* **AIM**
Could you render the lines below as a JSON list of strings, one string per line, with blank lines omitted? Leave the pictures out of the list.

--

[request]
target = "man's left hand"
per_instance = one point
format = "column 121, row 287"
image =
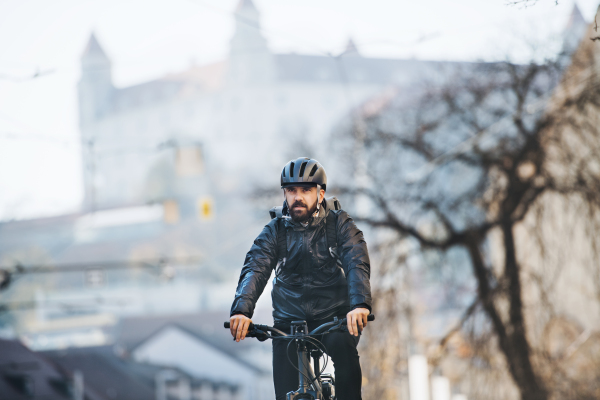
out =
column 357, row 320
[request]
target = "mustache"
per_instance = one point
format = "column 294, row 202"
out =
column 299, row 204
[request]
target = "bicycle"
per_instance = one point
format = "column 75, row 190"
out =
column 313, row 383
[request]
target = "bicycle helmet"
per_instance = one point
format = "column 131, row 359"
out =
column 303, row 171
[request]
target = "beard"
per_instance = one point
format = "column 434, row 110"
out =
column 303, row 212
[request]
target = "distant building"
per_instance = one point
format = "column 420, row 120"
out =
column 240, row 118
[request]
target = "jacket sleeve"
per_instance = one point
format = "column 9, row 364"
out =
column 258, row 265
column 354, row 255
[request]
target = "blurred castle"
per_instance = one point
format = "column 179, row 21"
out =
column 242, row 118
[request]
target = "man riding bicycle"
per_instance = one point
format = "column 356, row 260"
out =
column 322, row 271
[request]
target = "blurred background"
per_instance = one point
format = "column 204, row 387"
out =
column 140, row 149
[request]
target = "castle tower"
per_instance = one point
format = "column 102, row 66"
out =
column 250, row 61
column 95, row 94
column 574, row 31
column 95, row 86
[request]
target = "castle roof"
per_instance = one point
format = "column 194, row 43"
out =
column 245, row 4
column 93, row 47
column 576, row 18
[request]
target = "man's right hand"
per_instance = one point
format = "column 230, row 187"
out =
column 238, row 325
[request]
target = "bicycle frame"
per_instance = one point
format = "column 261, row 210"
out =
column 300, row 328
column 318, row 386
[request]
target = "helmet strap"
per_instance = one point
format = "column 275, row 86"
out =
column 318, row 194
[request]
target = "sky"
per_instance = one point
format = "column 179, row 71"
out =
column 41, row 42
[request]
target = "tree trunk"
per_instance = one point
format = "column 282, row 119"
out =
column 511, row 334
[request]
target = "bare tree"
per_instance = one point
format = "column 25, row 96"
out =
column 474, row 161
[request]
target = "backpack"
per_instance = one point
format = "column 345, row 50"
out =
column 330, row 228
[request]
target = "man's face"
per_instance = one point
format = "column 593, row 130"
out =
column 302, row 201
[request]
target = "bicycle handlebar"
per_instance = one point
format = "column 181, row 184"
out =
column 343, row 321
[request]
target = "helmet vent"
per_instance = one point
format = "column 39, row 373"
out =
column 302, row 167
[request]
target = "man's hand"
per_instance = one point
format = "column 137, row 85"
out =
column 358, row 316
column 238, row 325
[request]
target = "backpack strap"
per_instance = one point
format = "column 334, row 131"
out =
column 331, row 232
column 281, row 242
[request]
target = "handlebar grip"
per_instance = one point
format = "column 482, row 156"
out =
column 227, row 325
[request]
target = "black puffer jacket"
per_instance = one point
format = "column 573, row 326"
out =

--

* **RESULT OF THE TASK**
[
  "[request]",
  "target = \"man's left hand\"",
  "per_instance = one point",
  "format = \"column 121, row 287\"",
  "image =",
  "out =",
  "column 357, row 320",
  "[request]",
  "target = \"mustache\"",
  "per_instance = one point",
  "format = \"column 294, row 202\"",
  "out =",
  "column 299, row 204",
  "[request]",
  "target = \"bicycle\"",
  "per_instance = one point",
  "format = \"column 75, row 190\"",
  "out =",
  "column 313, row 383",
  "[request]",
  "target = \"bicycle helmet\"",
  "per_instance = one point",
  "format = \"column 131, row 359\"",
  "out =",
  "column 303, row 171",
  "[request]",
  "target = \"beard\"",
  "per_instance = one point",
  "format = \"column 434, row 110\"",
  "out =",
  "column 303, row 212",
  "[request]",
  "target = \"distant building\"",
  "per_instance = one point",
  "format = \"column 420, row 120\"",
  "out =",
  "column 240, row 118",
  "[request]",
  "target = \"jacket sleeve\"",
  "per_instance = one point",
  "format = \"column 9, row 364\"",
  "out =",
  "column 258, row 265",
  "column 354, row 255",
  "[request]",
  "target = \"blurred castle\"",
  "per_instance = one point",
  "format = \"column 179, row 21\"",
  "out =",
  "column 242, row 118",
  "[request]",
  "target = \"man riding bicycle\"",
  "per_instance = one point",
  "format = \"column 356, row 260\"",
  "out =",
  "column 322, row 271",
  "[request]",
  "target = \"blurred background\"",
  "per_instance = one point",
  "format = \"column 204, row 387\"",
  "out =",
  "column 140, row 149",
  "[request]",
  "target = \"castle tower\"",
  "per_instance = one point",
  "format = \"column 102, row 66\"",
  "out =",
  "column 250, row 61",
  "column 95, row 94",
  "column 574, row 31",
  "column 95, row 86",
  "[request]",
  "target = \"castle roof\"",
  "per_instance = one point",
  "format = \"column 194, row 43\"",
  "out =",
  "column 245, row 4",
  "column 93, row 47",
  "column 576, row 18",
  "[request]",
  "target = \"man's right hand\"",
  "per_instance = one point",
  "format = \"column 230, row 187\"",
  "out =",
  "column 238, row 325",
  "[request]",
  "target = \"bicycle frame\"",
  "per_instance = one point",
  "format = \"column 261, row 210\"",
  "out =",
  "column 300, row 328",
  "column 318, row 386",
  "[request]",
  "target = \"helmet strap\"",
  "per_instance = one point",
  "format = \"column 275, row 86\"",
  "out =",
  "column 318, row 194",
  "[request]",
  "target = \"sky\"",
  "per_instance = one point",
  "format = \"column 179, row 71\"",
  "out =",
  "column 41, row 42",
  "[request]",
  "target = \"tree trunk\"",
  "per_instance = one point",
  "format = \"column 282, row 119\"",
  "out =",
  "column 511, row 334",
  "[request]",
  "target = \"bare tree\"",
  "per_instance = one point",
  "format = \"column 25, row 96\"",
  "out =",
  "column 474, row 161",
  "[request]",
  "target = \"backpack\"",
  "per_instance = one point",
  "format = \"column 345, row 50\"",
  "out =",
  "column 330, row 228",
  "[request]",
  "target = \"man's face\"",
  "per_instance = one point",
  "format = \"column 593, row 130\"",
  "out =",
  "column 302, row 201",
  "[request]",
  "target = \"bicycle handlebar\"",
  "per_instance = one point",
  "format = \"column 181, row 184\"",
  "out =",
  "column 343, row 321",
  "[request]",
  "target = \"helmet vent\"",
  "per_instance = one point",
  "format = \"column 39, row 373\"",
  "out =",
  "column 302, row 167",
  "[request]",
  "target = \"man's hand\"",
  "per_instance = one point",
  "format = \"column 137, row 85\"",
  "out =",
  "column 358, row 316",
  "column 238, row 325",
  "[request]",
  "target = \"backpack strap\"",
  "per_instance = one point",
  "format = \"column 334, row 131\"",
  "out =",
  "column 331, row 232",
  "column 281, row 242",
  "[request]",
  "target = \"handlebar grip\"",
  "per_instance = one point",
  "format = \"column 482, row 156\"",
  "out =",
  "column 227, row 325",
  "[request]",
  "target = \"black puffer jacket\"",
  "per_instance = one point",
  "format = \"column 573, row 326\"",
  "out ="
]